== The request ==
Could you repeat the data below with "widest part" substituted for every occurrence of "thickest part", keeping everything else the same?

Stored records
_ _ _ _ _

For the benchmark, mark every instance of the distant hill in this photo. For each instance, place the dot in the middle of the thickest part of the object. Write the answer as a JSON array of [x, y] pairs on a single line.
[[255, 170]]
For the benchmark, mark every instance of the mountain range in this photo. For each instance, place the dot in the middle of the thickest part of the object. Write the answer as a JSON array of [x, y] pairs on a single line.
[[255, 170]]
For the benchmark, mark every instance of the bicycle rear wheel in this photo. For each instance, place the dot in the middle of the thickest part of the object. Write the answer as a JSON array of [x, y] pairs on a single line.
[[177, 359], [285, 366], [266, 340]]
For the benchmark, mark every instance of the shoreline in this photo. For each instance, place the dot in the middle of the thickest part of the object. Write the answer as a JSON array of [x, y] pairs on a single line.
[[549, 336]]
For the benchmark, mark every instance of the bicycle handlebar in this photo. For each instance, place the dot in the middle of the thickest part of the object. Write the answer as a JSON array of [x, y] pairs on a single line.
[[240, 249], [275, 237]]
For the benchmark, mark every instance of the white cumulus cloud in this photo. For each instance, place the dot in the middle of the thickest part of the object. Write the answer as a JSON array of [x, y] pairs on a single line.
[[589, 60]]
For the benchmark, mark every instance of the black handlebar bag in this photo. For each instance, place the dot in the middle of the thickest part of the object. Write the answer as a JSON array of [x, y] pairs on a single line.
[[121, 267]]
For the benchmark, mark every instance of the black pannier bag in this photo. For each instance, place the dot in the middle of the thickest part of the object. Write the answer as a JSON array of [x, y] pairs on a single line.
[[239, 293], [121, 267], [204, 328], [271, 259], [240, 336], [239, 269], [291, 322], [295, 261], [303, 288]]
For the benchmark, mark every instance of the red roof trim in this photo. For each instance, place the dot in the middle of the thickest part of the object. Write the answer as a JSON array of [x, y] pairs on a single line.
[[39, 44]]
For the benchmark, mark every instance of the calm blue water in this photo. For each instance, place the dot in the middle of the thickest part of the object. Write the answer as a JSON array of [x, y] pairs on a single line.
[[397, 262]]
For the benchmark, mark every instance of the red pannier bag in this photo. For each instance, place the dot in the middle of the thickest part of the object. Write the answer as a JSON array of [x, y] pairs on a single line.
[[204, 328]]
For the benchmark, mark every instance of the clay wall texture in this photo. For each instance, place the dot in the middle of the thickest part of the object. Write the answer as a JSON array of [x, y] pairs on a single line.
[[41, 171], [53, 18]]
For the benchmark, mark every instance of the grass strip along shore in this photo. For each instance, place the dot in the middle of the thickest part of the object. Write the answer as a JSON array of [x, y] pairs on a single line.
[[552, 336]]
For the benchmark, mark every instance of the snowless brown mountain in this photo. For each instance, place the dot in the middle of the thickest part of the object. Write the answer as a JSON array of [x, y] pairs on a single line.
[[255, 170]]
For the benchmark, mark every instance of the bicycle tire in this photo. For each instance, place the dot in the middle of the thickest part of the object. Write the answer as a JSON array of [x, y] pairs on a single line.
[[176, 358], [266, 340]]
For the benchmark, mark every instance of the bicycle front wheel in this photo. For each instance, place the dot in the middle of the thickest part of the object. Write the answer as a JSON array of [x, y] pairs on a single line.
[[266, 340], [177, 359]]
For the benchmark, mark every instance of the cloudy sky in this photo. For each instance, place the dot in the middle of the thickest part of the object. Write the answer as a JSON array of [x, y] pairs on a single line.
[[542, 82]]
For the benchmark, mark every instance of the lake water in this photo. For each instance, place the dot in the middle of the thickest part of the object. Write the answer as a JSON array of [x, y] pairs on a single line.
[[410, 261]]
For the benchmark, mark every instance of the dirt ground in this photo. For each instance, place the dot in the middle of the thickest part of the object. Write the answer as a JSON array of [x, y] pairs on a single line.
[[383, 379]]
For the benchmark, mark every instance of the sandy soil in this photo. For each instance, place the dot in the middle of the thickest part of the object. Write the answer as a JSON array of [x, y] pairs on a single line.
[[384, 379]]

_ _ _ _ _

== Finished task ==
For the benchmark, mark every instance of the distant hill in this photo. For each instance, place the dot in the middle of the widest part of the object. Write the answer as a JSON array of [x, y] pairs on a single line.
[[255, 170]]
For the benchmark, mark every instance of the mountain range in this photo. For each instance, place the dot in the middle of the widest part of the object. Write the answer as a JSON array of [x, y] pairs on a single line.
[[255, 170]]
For the benchmark, mark every instance of the bicycle rear wheel in this photo. For each instance, place the dot in the middle of the widest part of the object. Write the answer as a JSON array of [x, y] pairs on a single line.
[[177, 359], [285, 366], [266, 340]]
For the benchmark, mark every instance of the shoreline in this photo. For each instance, place the dot in the middle of the widest part of the object. Write the answer as a JSON array of [x, y] pairs on a single line.
[[549, 336]]
For the benchmark, mark every instance of the bicycle handlebar in this photo. For each instance, place the dot in the middle of the widest part of the object. Write the answer as a JSON array of [x, y] pairs on a single line.
[[240, 249], [275, 237]]
For the benchmark, mark every instance of the white cumulus cloud in this photo. For each instance, place the dot in the middle of the widest part of the object. Write the answer as a JSON array of [x, y] pairs on a single line.
[[589, 60]]
For the benchmark, mark every instance of the black handlebar bag in this photo. For each instance, place the dot in the middle of the widest part of the object. Write the answer as a JSON array of [x, y] pairs on a single line.
[[121, 267]]
For the benchmark, mark every instance of the black pannier bag in this photo. For each instance, place the dot in the middle of the widest part of the object. Write the answer as a JSON array of [x, y] pairs on a single line.
[[239, 293], [121, 267], [204, 328], [271, 259], [240, 336], [239, 269], [291, 322], [295, 261], [303, 288]]
For the benchmark, mark every instance of the red roof trim in this photo. For each instance, place the dot in the middle of the widest part of the object. Write the answer as a JSON array of [x, y] pairs on a single line.
[[39, 44]]
For the benchmark, mark every instance of the calm blue water in this photo. For each instance, place the dot in the middle of the widest part of the object. Write the answer as a JSON array of [x, y] pairs on a single line.
[[397, 262]]
For the benchmark, mark every instance of the red pannier bag in this photo. For each instance, place the dot in the middle of the widest part of the object. Write the answer as a JSON array of [x, y] pairs on a single line.
[[204, 328]]
For the benchmark, mark every instance of the clay wall texture in this photo. For each instance, place the dot in the middle of the widest part of the object. Write the answer as a JSON array of [x, y] pairs on a single line.
[[41, 171], [53, 18]]
For the benchmark, mark every instance of the grass strip along shore in this photo. For each instance, place the dot in the middle of the widest part of the object. Write the answer as a JSON array of [x, y] pairs on a single line.
[[552, 336]]
For the benchmark, mark every instance of the snowless brown mountain in this photo. For each instance, place the dot in the middle of the widest part of the object. Write the answer as a JSON array of [x, y] pairs on a single line.
[[255, 170]]
For the benchmark, mark every instance of the bicycle tire in this photo. For each instance, place the dot in the middle of the widest part of the object. Write the answer as a JSON array of [x, y] pairs on a single line.
[[176, 358], [266, 340]]
For the benchmark, mark every instance of the bicycle front wheel in this photo. For each instance, place the dot in the middle of the widest part of the object. Write the answer as a JSON array of [x, y] pairs on a single line.
[[266, 340], [177, 359]]
For the benchmark, mark every instance of the cloudy sky in this photo. For each instance, place the dot in the middle of the widest part of the object. Write the answer as a JSON array of [x, y] pairs on a single line.
[[542, 82]]
For the benchmark, mark every instance of the lake water in this photo. For each instance, place the dot in the middle of the widest part of the object. Write the answer as a JSON array of [x, y] pairs on a single line.
[[410, 261]]
For the benchmark, mark every instance of the dirt ground in this photo. For each instance, place the dot in the middle of the widest part of the object. Write the answer as a JSON array of [x, y] pairs on a single line.
[[383, 379]]
For the benchmark, mark every instance of the sandy soil in this photo. For each instance, place the dot in the middle of the widest part of the object. Write the answer as a JSON array of [x, y] pairs on a single line.
[[384, 379]]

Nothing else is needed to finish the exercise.